§ AIM OF THE EXERCISE: Write out the whole of the material exactly.

§ RAW RECORDS:
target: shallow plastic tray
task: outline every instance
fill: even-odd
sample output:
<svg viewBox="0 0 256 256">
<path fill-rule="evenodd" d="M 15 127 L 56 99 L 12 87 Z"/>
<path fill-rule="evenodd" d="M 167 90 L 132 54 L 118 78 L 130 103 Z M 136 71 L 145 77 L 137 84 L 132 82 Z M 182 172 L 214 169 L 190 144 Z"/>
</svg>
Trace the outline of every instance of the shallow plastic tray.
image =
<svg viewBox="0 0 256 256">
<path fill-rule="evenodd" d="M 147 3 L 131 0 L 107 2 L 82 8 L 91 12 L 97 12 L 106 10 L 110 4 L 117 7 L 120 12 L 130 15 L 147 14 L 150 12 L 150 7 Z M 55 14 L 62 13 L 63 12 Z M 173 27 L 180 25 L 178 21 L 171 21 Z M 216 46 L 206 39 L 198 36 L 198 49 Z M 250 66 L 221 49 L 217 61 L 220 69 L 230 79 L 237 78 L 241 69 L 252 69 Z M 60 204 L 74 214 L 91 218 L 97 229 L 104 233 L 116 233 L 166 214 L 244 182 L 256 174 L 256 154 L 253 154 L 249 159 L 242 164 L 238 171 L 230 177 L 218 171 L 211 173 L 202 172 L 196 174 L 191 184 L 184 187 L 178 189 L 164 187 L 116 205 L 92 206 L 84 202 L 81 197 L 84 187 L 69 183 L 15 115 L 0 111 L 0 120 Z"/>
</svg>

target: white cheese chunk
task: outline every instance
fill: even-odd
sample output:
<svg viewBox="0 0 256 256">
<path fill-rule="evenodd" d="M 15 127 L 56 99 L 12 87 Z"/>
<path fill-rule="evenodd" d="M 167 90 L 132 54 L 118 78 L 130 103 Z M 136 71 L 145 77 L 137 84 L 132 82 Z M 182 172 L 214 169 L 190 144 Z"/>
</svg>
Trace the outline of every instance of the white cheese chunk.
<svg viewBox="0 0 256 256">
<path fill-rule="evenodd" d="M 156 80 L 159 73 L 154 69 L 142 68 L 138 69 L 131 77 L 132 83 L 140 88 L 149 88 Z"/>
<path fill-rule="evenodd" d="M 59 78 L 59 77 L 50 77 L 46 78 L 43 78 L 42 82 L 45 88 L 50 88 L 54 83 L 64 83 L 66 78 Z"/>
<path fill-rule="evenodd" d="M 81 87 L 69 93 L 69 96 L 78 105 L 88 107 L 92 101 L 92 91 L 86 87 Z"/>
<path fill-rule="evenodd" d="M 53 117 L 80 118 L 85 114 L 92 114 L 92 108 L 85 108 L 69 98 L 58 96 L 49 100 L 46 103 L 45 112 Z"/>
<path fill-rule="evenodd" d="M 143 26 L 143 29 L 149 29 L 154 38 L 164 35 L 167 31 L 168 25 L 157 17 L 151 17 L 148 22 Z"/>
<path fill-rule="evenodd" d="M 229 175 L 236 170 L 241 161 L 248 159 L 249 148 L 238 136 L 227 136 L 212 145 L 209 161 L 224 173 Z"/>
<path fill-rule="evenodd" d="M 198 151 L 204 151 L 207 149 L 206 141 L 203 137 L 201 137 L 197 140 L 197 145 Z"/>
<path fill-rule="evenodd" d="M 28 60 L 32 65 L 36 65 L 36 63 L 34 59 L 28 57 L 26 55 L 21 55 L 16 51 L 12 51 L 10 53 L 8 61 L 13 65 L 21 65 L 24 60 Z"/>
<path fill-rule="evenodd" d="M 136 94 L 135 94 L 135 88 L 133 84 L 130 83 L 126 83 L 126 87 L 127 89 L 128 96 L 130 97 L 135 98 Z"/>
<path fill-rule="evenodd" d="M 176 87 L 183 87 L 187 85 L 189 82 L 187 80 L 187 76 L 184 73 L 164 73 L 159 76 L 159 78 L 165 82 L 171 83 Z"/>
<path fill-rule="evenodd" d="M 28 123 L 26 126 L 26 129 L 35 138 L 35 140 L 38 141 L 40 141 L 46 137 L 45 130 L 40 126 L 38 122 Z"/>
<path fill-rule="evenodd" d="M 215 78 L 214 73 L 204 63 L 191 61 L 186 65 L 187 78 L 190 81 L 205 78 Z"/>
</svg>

§ THE RESULT:
target: shallow plastic tray
task: outline every instance
fill: even-odd
sample output:
<svg viewBox="0 0 256 256">
<path fill-rule="evenodd" d="M 15 127 L 56 99 L 12 87 Z"/>
<path fill-rule="evenodd" d="M 167 90 L 132 54 L 118 78 L 130 103 Z M 136 71 L 145 77 L 137 84 L 132 82 Z M 182 172 L 214 169 L 190 144 Z"/>
</svg>
Trace the outline of every instance of the shallow plastic tray.
image =
<svg viewBox="0 0 256 256">
<path fill-rule="evenodd" d="M 147 3 L 131 0 L 107 2 L 82 8 L 91 12 L 97 12 L 106 10 L 110 4 L 117 7 L 120 12 L 130 15 L 147 14 L 150 12 L 150 7 Z M 55 14 L 62 13 L 63 12 Z M 173 27 L 180 25 L 178 21 L 171 21 Z M 216 46 L 206 39 L 198 36 L 198 49 Z M 250 66 L 221 49 L 217 61 L 220 69 L 230 79 L 237 78 L 241 69 L 252 69 Z M 60 204 L 74 214 L 91 218 L 97 229 L 104 233 L 116 233 L 166 214 L 244 182 L 256 174 L 256 154 L 253 154 L 249 159 L 242 164 L 238 171 L 230 177 L 218 171 L 211 173 L 202 172 L 196 174 L 191 184 L 184 187 L 178 189 L 164 187 L 116 205 L 92 206 L 84 202 L 81 197 L 84 187 L 69 183 L 15 115 L 0 111 L 0 120 Z"/>
</svg>

target: white cheese chunk
task: outline every instance
fill: even-odd
sample output:
<svg viewBox="0 0 256 256">
<path fill-rule="evenodd" d="M 15 127 L 56 99 L 12 87 Z"/>
<path fill-rule="evenodd" d="M 167 90 L 132 54 L 118 78 L 130 103 Z M 136 71 L 145 77 L 137 84 L 132 82 Z M 182 172 L 214 169 L 190 144 Z"/>
</svg>
Trace the outline of every instance of the white cheese chunk.
<svg viewBox="0 0 256 256">
<path fill-rule="evenodd" d="M 156 80 L 159 73 L 154 69 L 142 68 L 138 69 L 131 77 L 132 83 L 140 88 L 149 88 Z"/>
<path fill-rule="evenodd" d="M 59 78 L 59 77 L 50 77 L 46 78 L 43 78 L 42 82 L 45 88 L 50 88 L 54 83 L 64 83 L 66 78 Z"/>
<path fill-rule="evenodd" d="M 81 87 L 69 93 L 69 96 L 78 105 L 88 107 L 92 101 L 92 91 L 86 87 Z"/>
<path fill-rule="evenodd" d="M 53 117 L 80 118 L 85 114 L 92 114 L 92 108 L 85 108 L 69 98 L 58 96 L 49 100 L 46 103 L 45 112 Z"/>
<path fill-rule="evenodd" d="M 143 26 L 143 29 L 149 29 L 154 38 L 164 35 L 167 31 L 168 25 L 157 17 L 151 17 L 148 22 Z"/>
<path fill-rule="evenodd" d="M 229 175 L 236 170 L 241 161 L 248 159 L 249 148 L 238 136 L 227 136 L 212 145 L 209 161 L 224 173 Z"/>
<path fill-rule="evenodd" d="M 198 151 L 204 151 L 207 149 L 206 141 L 203 137 L 201 137 L 197 140 L 197 145 Z"/>
<path fill-rule="evenodd" d="M 28 60 L 32 65 L 36 65 L 36 63 L 34 59 L 28 57 L 26 55 L 21 55 L 16 51 L 12 51 L 10 53 L 8 61 L 13 65 L 21 65 L 24 60 Z"/>
<path fill-rule="evenodd" d="M 136 94 L 135 94 L 135 88 L 133 84 L 130 83 L 126 83 L 126 87 L 127 89 L 128 96 L 130 97 L 135 98 Z"/>
<path fill-rule="evenodd" d="M 176 87 L 183 87 L 187 85 L 189 82 L 187 80 L 187 76 L 184 73 L 164 73 L 159 76 L 159 78 L 165 82 L 171 83 Z"/>
<path fill-rule="evenodd" d="M 28 123 L 26 126 L 26 129 L 35 138 L 35 140 L 38 141 L 40 141 L 46 137 L 45 130 L 40 126 L 38 122 Z"/>
<path fill-rule="evenodd" d="M 215 78 L 214 73 L 204 63 L 191 61 L 186 65 L 187 78 L 190 81 L 205 78 Z"/>
</svg>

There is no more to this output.